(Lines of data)
________
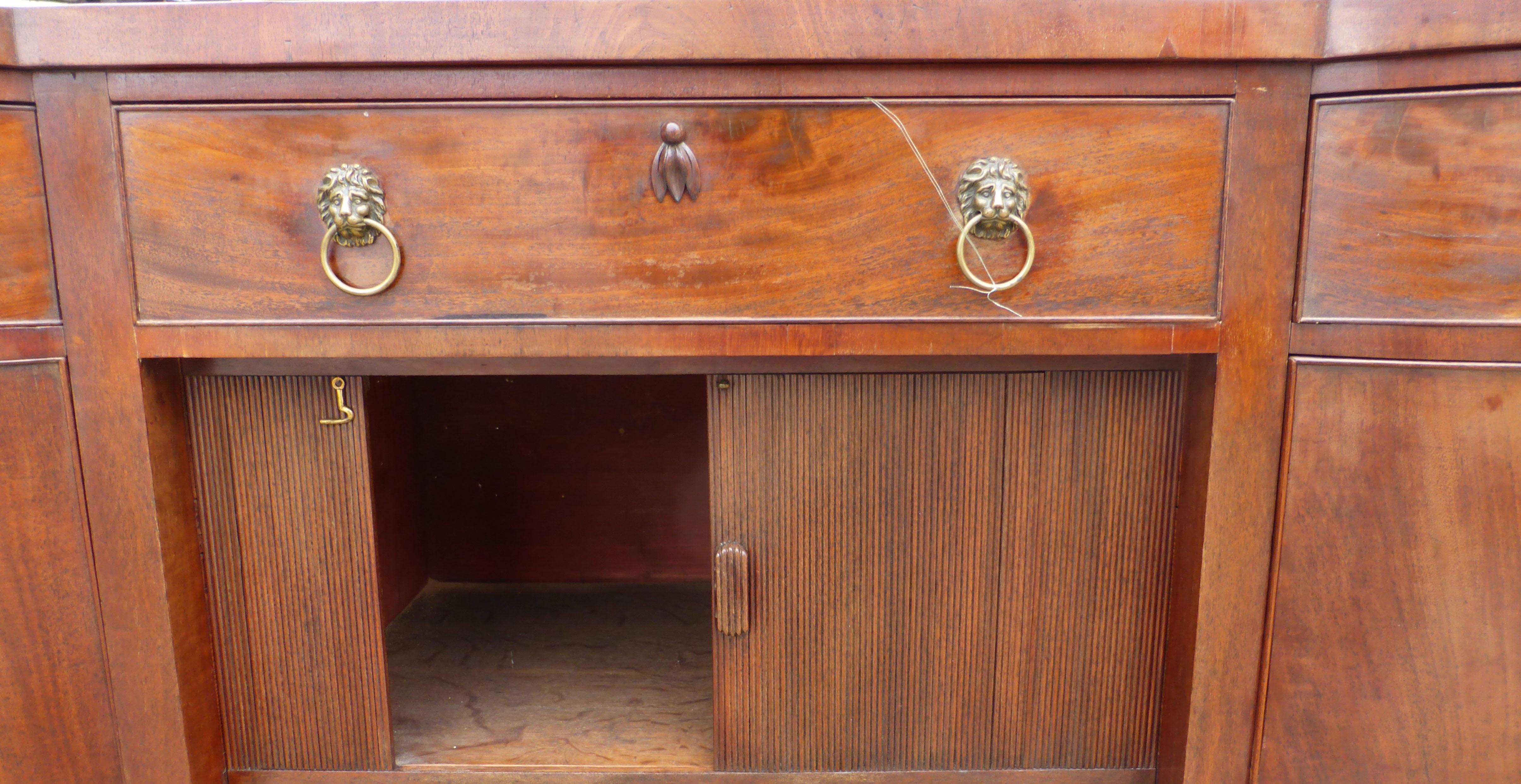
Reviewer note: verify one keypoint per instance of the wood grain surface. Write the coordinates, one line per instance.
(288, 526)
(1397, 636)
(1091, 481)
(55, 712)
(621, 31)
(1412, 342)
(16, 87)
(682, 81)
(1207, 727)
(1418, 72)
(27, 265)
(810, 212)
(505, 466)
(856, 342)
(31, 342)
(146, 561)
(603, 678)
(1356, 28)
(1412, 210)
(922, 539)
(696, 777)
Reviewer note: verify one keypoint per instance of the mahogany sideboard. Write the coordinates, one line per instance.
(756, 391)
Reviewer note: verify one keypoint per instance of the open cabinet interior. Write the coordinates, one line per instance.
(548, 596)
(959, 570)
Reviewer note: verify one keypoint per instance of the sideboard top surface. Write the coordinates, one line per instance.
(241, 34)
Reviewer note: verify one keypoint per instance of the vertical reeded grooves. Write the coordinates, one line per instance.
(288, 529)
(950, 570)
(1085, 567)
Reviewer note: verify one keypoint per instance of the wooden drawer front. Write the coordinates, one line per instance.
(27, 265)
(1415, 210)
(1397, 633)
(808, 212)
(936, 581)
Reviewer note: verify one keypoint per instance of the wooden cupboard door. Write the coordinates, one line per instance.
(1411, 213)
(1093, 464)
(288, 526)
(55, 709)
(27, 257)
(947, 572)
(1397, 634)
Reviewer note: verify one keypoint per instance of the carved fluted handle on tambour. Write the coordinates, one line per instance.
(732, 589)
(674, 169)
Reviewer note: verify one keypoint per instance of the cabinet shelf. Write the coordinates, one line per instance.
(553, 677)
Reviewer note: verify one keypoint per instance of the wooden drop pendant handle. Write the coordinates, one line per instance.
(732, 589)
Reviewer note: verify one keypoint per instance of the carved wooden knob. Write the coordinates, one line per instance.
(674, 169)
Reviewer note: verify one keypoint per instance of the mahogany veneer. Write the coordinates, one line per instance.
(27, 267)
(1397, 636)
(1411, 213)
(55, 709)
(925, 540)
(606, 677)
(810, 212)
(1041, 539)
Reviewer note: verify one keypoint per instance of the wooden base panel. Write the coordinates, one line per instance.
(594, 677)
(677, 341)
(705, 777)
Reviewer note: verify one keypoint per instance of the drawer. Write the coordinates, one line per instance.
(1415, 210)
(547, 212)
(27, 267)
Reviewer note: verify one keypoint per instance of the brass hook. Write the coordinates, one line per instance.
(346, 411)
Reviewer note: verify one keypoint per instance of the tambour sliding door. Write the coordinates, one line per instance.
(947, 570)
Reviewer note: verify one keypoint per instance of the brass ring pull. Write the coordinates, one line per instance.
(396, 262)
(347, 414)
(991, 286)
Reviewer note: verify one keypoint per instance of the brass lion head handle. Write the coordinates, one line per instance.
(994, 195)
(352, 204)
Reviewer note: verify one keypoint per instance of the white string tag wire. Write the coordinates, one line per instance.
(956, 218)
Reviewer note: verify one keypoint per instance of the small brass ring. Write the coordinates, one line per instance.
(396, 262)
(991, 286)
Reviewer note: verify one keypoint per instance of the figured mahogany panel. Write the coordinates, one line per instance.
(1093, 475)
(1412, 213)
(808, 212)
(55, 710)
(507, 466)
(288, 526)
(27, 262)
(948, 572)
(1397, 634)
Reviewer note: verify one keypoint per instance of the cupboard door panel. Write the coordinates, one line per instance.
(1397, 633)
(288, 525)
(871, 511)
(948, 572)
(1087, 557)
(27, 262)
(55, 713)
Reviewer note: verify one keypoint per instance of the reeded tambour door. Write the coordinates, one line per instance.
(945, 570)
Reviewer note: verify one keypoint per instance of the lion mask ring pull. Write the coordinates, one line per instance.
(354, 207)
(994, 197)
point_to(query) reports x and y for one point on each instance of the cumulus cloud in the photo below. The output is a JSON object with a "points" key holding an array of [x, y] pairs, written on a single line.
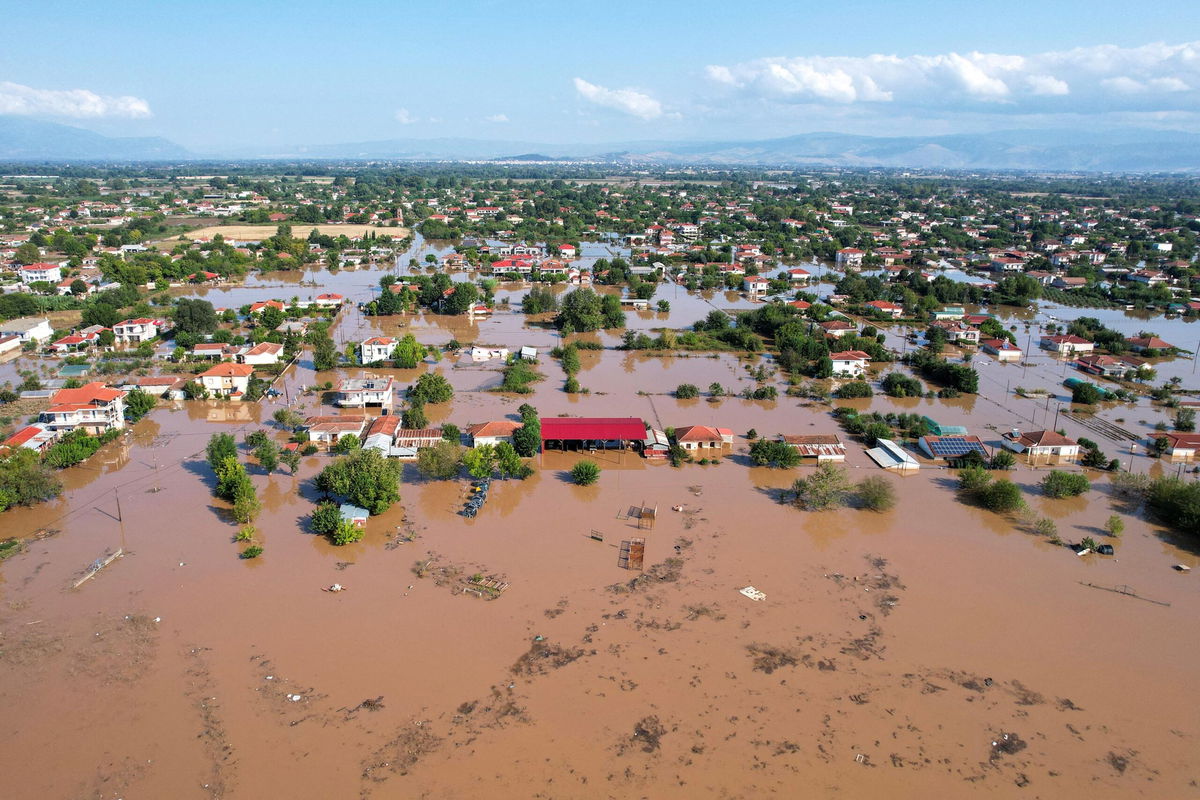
________
What to produce => Copy every line of the records above without any change, leaving out the pictures.

Response below =>
Reviewer note: verify one keypoint per instance of the wood grain surface. Write the coordinates, one line per instance.
(288, 526)
(1397, 636)
(1091, 481)
(55, 712)
(621, 31)
(1412, 342)
(16, 87)
(682, 81)
(1207, 727)
(1418, 72)
(27, 265)
(810, 212)
(505, 466)
(856, 342)
(31, 342)
(146, 561)
(603, 678)
(1356, 28)
(1412, 210)
(922, 539)
(696, 777)
Reviewer note: verify one keypoint per instance of the mahogany sideboard. Write the coordinates, one line per instance.
(756, 391)
Reviewer note: verify one keypoint per instance of the open cabinet interior. Write the coordinates, one line per instance.
(548, 596)
(959, 570)
Reviewer note: verify one keypoint per instance of the sideboard top surface. Write the coordinates, one line per instance.
(241, 34)
Reviewer note: verify one keypoint per instance of the vertical reeded grooves. Write the coordinates, one line per instance.
(288, 529)
(950, 570)
(1085, 567)
Reviewer note: verify one keypoint per instance of the wooden drawer front. Write the coordinates, one line per instance.
(27, 265)
(1415, 210)
(1397, 633)
(808, 212)
(936, 581)
Reviewer note: verify one keypoint per instance of the wooden cupboard door. Write the coordinates, one line per instance.
(1411, 213)
(1093, 464)
(288, 526)
(55, 709)
(27, 257)
(947, 572)
(1397, 634)
Reviewer note: verify one keypoint per instance of the carved fluted handle on tambour. Write the coordinates, one line per instance.
(732, 589)
(674, 169)
Reviewer note: verify one keypoint per instance of the cabinet shelf. Write the coordinates, one line per instance.
(553, 677)
Reviewer note: verify one keypoint per instance of the wooden drop pendant handle. Write the coordinates, one line per instance.
(732, 589)
Reviewer note: verify one keypoint per instance of the carved wooden knob. Write the coordinates, one line per instance.
(674, 169)
Reviewer note: verify one keypoint per instance of the mahogany veneer. Write the coordinates, one line per instance.
(27, 267)
(1397, 636)
(1411, 213)
(55, 709)
(925, 540)
(606, 677)
(810, 212)
(1041, 539)
Reviewer note: verify one keypoint per instance of the wooden base panel. Write the coordinates, one line per instance.
(594, 677)
(677, 341)
(705, 777)
Reviewer note: verify one keypoint per instance of the drawer. Write the coordinates, one line per instance.
(1415, 210)
(547, 212)
(27, 267)
Reviewer note: verify one keypoint per instance of the brass hook. Write the coordinates, one line per instance.
(346, 411)
Reviewer note: verify one keypoint per instance of the tambour sliding door. Write the coordinates, one line per instance.
(947, 570)
Reviewer note: verify one keypoint per instance of the brass ring pull. Write the coordinates, one line per instance.
(396, 262)
(347, 414)
(991, 286)
Reviewer note: verify one keypoint per instance of the brass lion head handle. Write the coordinates, one line per instance.
(994, 195)
(352, 204)
Reviewer note: verify one keypoint per instance of the white string tag wire. Write the coordinates, one line per instance.
(956, 218)
Reviewer note: verify one keypoint per instance of the small brass ring. Write the coordinates, one line per instance.
(396, 262)
(991, 286)
Reviewer note: verify one keypoint per instance of the figured mahogany panel. Write the coordinates, one line per instance.
(1093, 475)
(1412, 213)
(808, 212)
(55, 710)
(507, 466)
(288, 526)
(27, 262)
(948, 572)
(1397, 634)
Reviewer note: verify one keypoint per instance of the cupboard door panel. Write the coordinates, one line per instance.
(1397, 633)
(288, 525)
(871, 511)
(948, 572)
(1087, 557)
(27, 262)
(55, 713)
Reviewer note: verify one keypoint per instance of the reeded tambour door. Write the coordinates, one line per instance.
(945, 570)
Reviewer note: verify one keypoint per instance of the lion mask ring pull. Write the coordinates, one line per instance.
(354, 207)
(994, 197)
point_to(query) reports x and y for one point on each instance of the cumulus cloud in the photo below. The output is a JSON object with a "points" key holding an array of [x, y] pairs, written on a single line.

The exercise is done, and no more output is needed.